**ИСХОДНЫЙ ТЕКСТ**
○ ○ ○ ○

Вся первая часть повести — «Подполье» — является развитием этой мысли.
Оперируя тезисами и понятиями, близкими в отдельных случаях к философским идеям Канта, Шопенгауэра, Штирнера, герой «Записок из подполья» утверждает, что философский материализм просветителей, взгляды представителей утопического социализма и позитивистов, равно как и абсолютный идеализм Гегеля, неизбежно ведут к фатализму и отрицанию свободы воли, которую он ставит превыше всего. «Свое собственное, вольное и свободное хотенье, — говорит он, — свой собственный, хотя бы самый дикий каприз, своя фантазия, раздраженная иногда хоть бы даже до сумасшествия, — вот это-то всё и есть та самая, пропущенная, самая выгодная выгода, которая ни под какую классификацию не подходит и от которой все системы и теории постоянно разлетаются к черту» (с. 469—470).
Сопоставление «Записок из подполья» со статьями Достоевского 1861—1864 гг. и «Зимними заметками о летних впечатлениях» со всей очевидностью убеждает в том, что «герой подполья воплощает в себе конечные результаты „оторванности от почвы“, как она рисовалась Достоевскому», и потому этот персонаж «не только обличитель, но и обличаемый», не герой, но «антигерой», по выражению самого автора.2 Проповедуя свободу, подпольный человек в действительности ратует за
1 См.: Белопольский В. Н. Достоевский и философская мысль его эпохи. Ростов-на-Дону, 1987. С. 112—116.
2 Скафтымов А. Нравственные искания русских писателей. М., 1972. С. 90, 116.

○ ○ ○ ○

**ЗАДАНИЕ**
Каких философов называет по фамилии текст о «Записках из подполья»? Строки далее взяты из другого источника.

**ПРЕДОСТАВЛЕННЫЕ МАТЕРИАЛЫ**
○ ○ ○ ○

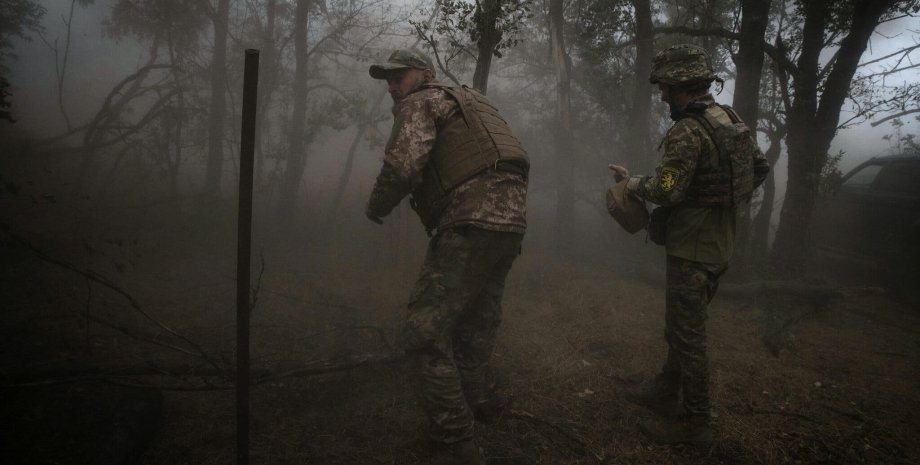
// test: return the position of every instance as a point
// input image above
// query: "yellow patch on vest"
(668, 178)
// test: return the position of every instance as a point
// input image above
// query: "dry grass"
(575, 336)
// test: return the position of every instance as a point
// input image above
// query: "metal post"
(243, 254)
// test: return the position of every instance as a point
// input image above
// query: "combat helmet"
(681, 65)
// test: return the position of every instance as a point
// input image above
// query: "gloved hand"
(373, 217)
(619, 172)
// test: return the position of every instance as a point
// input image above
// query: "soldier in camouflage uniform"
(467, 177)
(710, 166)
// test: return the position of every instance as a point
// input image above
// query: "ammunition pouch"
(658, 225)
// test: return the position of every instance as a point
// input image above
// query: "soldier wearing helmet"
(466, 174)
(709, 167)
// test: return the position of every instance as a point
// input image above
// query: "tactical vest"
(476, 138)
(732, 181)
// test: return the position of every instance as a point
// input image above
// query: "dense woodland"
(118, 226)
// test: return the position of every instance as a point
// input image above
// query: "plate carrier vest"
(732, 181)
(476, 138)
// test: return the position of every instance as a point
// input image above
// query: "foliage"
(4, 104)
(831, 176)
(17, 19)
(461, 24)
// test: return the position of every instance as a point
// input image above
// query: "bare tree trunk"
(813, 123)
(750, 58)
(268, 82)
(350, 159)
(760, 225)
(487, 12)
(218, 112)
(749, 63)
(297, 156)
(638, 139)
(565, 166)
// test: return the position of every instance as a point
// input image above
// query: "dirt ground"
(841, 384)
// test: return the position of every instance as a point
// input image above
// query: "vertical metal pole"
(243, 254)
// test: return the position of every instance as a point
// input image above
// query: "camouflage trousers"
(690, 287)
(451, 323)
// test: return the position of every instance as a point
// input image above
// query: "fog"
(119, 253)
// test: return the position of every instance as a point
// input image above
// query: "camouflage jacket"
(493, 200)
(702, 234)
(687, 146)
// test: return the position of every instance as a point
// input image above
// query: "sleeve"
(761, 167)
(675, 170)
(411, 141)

○ ○ ○ ○

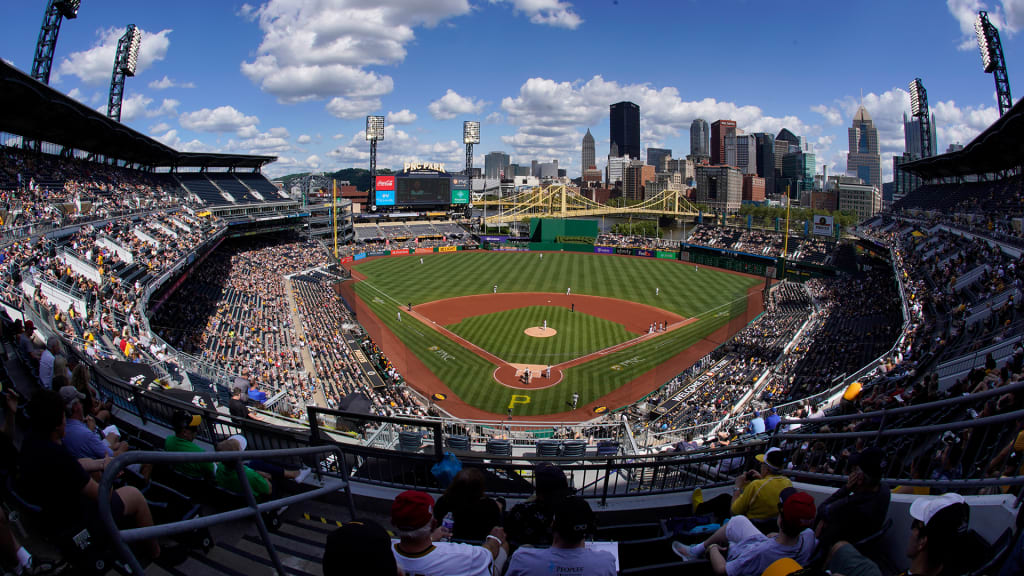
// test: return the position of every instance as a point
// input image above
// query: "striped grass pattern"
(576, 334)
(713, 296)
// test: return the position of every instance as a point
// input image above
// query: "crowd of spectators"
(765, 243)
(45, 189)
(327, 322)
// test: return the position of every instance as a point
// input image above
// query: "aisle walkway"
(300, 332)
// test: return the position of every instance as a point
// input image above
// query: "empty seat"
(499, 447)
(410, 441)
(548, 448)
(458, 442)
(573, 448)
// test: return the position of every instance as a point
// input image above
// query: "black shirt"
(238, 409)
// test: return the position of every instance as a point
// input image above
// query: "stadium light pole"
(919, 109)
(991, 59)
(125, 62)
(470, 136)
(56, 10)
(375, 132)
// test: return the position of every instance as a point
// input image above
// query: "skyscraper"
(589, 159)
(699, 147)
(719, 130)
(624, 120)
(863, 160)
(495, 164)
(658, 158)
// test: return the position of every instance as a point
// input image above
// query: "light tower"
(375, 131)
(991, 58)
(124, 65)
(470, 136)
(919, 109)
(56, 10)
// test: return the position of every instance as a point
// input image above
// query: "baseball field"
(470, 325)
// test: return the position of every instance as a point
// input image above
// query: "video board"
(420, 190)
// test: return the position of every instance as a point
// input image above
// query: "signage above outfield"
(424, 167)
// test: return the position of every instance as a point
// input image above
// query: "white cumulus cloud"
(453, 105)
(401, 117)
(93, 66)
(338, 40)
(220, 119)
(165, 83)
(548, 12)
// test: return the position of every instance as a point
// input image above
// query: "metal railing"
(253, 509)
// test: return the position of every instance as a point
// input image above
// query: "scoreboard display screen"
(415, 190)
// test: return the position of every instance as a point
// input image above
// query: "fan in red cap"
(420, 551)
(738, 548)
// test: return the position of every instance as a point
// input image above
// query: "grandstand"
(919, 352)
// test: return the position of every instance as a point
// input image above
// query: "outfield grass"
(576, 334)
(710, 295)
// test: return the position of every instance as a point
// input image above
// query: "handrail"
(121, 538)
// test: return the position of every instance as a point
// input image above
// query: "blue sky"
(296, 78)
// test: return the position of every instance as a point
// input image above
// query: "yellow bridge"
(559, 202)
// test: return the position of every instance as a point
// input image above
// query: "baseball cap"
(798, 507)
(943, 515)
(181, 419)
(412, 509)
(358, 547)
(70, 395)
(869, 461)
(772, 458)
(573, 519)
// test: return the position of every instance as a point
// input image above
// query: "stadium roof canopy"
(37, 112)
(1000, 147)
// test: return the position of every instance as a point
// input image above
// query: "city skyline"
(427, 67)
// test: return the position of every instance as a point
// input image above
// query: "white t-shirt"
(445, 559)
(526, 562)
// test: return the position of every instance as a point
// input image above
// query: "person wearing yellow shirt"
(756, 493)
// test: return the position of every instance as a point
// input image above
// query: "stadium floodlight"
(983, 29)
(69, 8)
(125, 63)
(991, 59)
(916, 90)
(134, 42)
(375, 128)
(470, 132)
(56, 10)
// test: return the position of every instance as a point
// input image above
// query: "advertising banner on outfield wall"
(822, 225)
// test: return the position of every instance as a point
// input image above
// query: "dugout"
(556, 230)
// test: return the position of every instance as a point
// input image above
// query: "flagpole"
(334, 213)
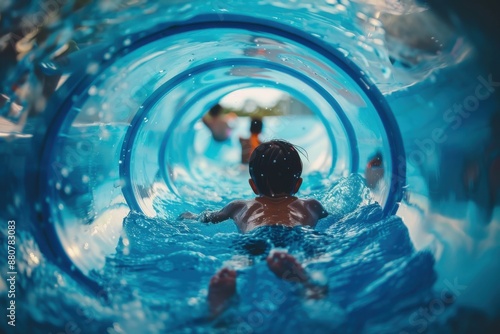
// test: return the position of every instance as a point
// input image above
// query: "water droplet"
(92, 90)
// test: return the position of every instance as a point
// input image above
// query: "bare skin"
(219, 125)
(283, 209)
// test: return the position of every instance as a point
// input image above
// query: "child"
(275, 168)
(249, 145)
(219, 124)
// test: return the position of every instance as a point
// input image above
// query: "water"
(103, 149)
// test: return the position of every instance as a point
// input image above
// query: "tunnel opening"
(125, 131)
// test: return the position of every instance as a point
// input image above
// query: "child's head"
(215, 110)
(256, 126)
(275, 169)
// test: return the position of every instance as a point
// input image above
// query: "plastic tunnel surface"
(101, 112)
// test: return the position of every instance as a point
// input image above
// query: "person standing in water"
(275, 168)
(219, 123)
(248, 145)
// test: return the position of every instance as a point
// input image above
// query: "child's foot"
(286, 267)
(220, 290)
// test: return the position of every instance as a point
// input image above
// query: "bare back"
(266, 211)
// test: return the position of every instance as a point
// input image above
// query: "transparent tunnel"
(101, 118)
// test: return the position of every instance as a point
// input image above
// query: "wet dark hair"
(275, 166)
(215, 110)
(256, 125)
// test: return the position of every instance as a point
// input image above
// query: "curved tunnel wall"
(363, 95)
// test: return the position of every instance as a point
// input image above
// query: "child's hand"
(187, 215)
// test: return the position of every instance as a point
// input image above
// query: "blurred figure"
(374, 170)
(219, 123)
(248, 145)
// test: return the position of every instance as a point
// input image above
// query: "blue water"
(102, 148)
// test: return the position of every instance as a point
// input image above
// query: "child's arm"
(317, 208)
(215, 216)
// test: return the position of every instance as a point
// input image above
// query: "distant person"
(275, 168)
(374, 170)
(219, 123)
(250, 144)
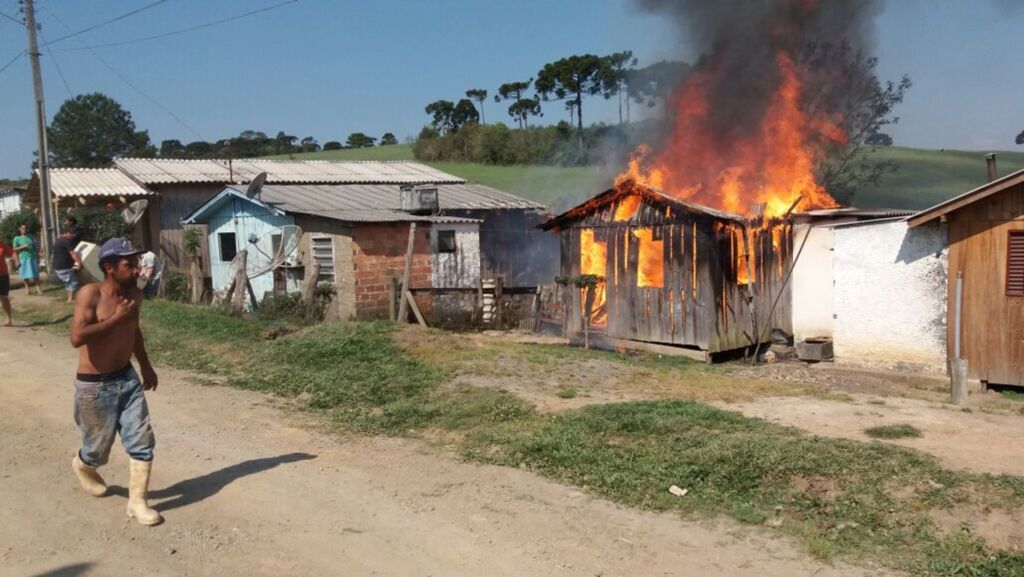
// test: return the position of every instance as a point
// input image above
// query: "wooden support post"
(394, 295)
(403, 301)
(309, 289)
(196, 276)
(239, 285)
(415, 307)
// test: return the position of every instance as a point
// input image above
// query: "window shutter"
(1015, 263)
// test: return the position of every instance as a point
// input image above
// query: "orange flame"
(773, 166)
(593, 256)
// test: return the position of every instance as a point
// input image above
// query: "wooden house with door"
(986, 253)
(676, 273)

○ ○ ○ ○

**ОТВЕТ**
Кант, Шопенгауэр, Штирнер, Гегель.